Detection examples:
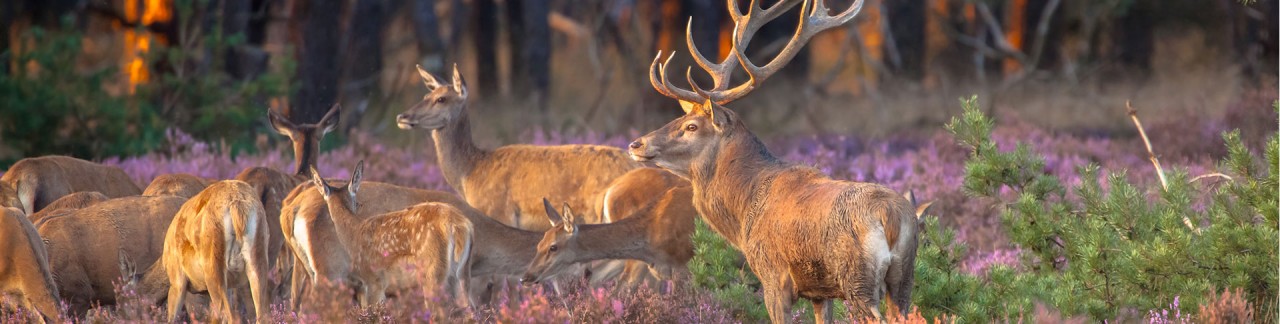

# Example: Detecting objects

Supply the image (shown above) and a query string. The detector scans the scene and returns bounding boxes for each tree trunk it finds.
[884,0,928,81]
[512,0,552,110]
[471,0,498,96]
[289,0,342,123]
[410,0,445,73]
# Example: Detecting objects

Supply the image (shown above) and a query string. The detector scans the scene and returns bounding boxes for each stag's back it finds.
[0,155,142,215]
[460,145,640,231]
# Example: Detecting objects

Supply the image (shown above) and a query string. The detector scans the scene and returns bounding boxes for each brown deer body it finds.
[160,181,270,321]
[142,173,214,198]
[0,155,142,215]
[31,191,110,228]
[314,161,474,306]
[521,186,698,287]
[630,0,918,323]
[0,207,61,323]
[37,196,186,315]
[396,67,666,231]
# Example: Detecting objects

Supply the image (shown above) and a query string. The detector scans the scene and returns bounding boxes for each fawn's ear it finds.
[266,108,298,137]
[417,64,444,91]
[453,63,467,99]
[543,198,564,228]
[311,166,333,198]
[316,102,342,136]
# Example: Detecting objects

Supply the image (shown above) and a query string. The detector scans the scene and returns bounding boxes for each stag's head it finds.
[266,104,342,174]
[311,160,365,214]
[628,0,863,178]
[520,198,580,284]
[396,64,467,129]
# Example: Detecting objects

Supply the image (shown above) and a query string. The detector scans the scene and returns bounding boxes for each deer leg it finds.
[813,300,836,324]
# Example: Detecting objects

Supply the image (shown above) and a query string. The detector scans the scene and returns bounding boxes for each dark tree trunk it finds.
[289,0,342,123]
[512,0,552,113]
[884,0,929,81]
[342,0,390,128]
[410,0,445,73]
[471,0,498,95]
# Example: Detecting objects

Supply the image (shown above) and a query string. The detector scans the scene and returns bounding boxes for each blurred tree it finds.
[287,0,344,123]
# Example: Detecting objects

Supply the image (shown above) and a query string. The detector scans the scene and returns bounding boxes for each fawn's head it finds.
[396,64,467,129]
[311,160,365,214]
[520,198,580,284]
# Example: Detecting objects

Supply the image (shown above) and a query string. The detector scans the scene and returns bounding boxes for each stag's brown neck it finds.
[431,108,489,197]
[568,215,655,264]
[466,211,543,277]
[690,128,786,246]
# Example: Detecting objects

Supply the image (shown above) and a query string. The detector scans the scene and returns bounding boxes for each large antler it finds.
[649,0,864,105]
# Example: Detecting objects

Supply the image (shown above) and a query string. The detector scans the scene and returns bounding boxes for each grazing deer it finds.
[31,191,110,228]
[158,181,270,321]
[142,173,214,198]
[312,161,474,306]
[0,155,142,215]
[0,207,61,323]
[520,187,698,287]
[630,0,918,323]
[38,196,186,315]
[396,65,667,231]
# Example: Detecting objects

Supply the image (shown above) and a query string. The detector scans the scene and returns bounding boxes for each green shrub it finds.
[942,97,1280,320]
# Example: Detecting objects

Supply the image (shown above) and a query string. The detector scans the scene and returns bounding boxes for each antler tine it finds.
[649,51,703,102]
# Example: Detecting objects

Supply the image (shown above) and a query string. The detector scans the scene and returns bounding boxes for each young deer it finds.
[0,155,142,215]
[142,173,214,198]
[630,0,918,323]
[396,65,667,231]
[37,193,187,316]
[158,181,270,321]
[312,161,474,306]
[520,183,698,287]
[0,207,63,323]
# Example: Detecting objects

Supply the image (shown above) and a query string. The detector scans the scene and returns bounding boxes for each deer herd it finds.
[0,0,929,323]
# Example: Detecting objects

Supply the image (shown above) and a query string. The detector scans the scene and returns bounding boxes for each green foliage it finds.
[0,20,164,166]
[942,97,1280,320]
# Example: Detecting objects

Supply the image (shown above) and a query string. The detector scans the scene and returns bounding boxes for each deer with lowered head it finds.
[628,0,918,323]
[0,207,61,323]
[0,155,142,215]
[396,65,667,231]
[153,181,271,321]
[312,161,474,306]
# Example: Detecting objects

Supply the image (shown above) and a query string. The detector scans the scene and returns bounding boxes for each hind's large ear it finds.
[316,102,342,136]
[417,64,444,91]
[453,63,467,99]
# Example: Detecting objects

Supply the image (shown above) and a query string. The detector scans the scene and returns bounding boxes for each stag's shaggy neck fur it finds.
[431,108,489,197]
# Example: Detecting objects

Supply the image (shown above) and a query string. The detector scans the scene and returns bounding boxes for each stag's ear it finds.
[564,202,577,234]
[347,160,365,197]
[266,108,297,137]
[316,102,342,136]
[453,63,467,99]
[417,64,444,91]
[311,166,333,198]
[543,198,564,228]
[680,100,698,115]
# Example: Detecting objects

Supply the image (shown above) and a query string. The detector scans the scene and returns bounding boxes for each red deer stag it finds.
[312,161,474,306]
[0,155,142,215]
[158,181,270,321]
[396,65,667,231]
[0,207,61,323]
[630,0,918,323]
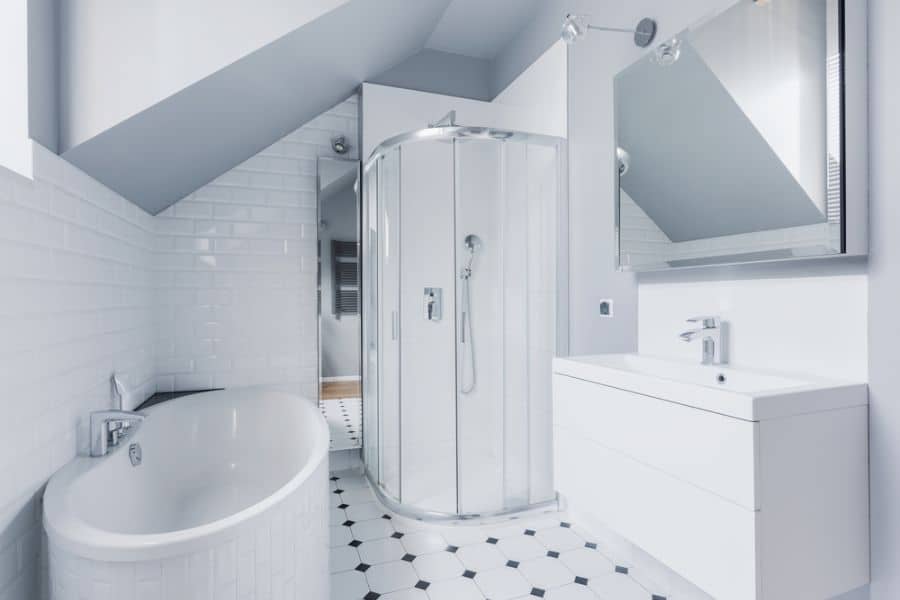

[Work required]
Identify every line in the items above that contains the string "large", matching case exactly, and copy each such line in full.

[Task result]
Supply the image (shown above) and a query string. The detector scans the scene and returns bounding boxes for each large antler it finds.
Supply the image (shown above) and a query string. The detector scans the scene and returns bounding boxes for each hind's large ear it finds.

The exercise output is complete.